» **課題文**
8月29日、ドイツ・ベルリンで約3万8000人が参加する大規模な「反コロナ」デモが実施されたとBBCが報じている。右派の扇動者たちが石や瓶を投げていたとして、300人が逮捕されたということだが、一部に過激な行動をした者がいたとしても、ほとんどの参加者は平和的にデモをしていたということである。
ブランデンブルク門の前に集まった約1万8000人の参加者に対し、警察が「ソーシャルディスタンスを守っていない」としてデモを強制解散させた。時事ドットコムによれば、これに怒った参加者が石や瓶を投げて抵抗し、極右政党「ドイツのための選択肢」が「メルケル辞めろ」と連呼していたという。その他、同じ8月29日に、 ロンドン・トラファルガー広場でも約1000人、パリでも約300人が集まり、「ワクチン強制接種」や「マスク着用」に抗議したということである。
日本の「反コロナ」「反マスク」「反ワクチン」は連動し始めた!?
こうした動向は、日本でも広がっている。国民主権党の平塚正幸氏は8月9日に渋谷でマスクを着用しないデモ「第10回クラスターデモ」を行い、その後、マスクを着けずに山手線に乗り一周する「クラスタージャック」を決行した。この中に、自覚症状のない陽性者が混じっていれば、この集団内部にも、同じ車両に乗りあわせた人々にも感染させた可能性がある。

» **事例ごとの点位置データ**
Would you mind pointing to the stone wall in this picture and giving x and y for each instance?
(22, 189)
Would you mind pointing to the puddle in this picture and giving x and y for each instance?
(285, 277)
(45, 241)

» **練習問題**
a) 反コロナデモについての文章によると、平塚正幸氏が8月9日に渋谷で行ったデモは何という名称か。
b) 反コロナデモについての文章を、最後の文の続きから書き進めなさい。

» **各問の解答**
a) 「第10回クラスターデモ」

b)
▲国民主権党のHP
また、8月24日には、「新型コロナウイルスは存在しない」「コッホの4原則の条件に新型コロナウイルスは満たしていない」と主張する徳島大学の大橋眞名誉教授が、議員会館の院内集会という形で、講演会を開き、110数名がマスクなしで参加した(IWJスタッフを除く)。その講演会は5時間にも及んた。
▲大橋眞・徳島大学名誉教授(徳島大学のHPより)
日本での「反コロナ」「反マスク」「反ワクチン」主義者は、バラバラではあるものの、連動する動きもみられ、新型コロナウイルスに対する、多くの人々の、感染予防行動の努力を台なしにする可能性がある。
これは、いうならば、「権利」と「権利」のぶつかりあいである。
「マスクをしない自由」「マスクをしない権利」を声高に叫んで行動する人々の「自由」や「権利」を認めるとしても、コロナを恐れ、マスクをして感染しない・させない予防行動を徹底している他の大ぜいの人々を脅かし、巻き込んで、彼らの「予防する権利や自由」を侵害していい、という理屈にはなりらない。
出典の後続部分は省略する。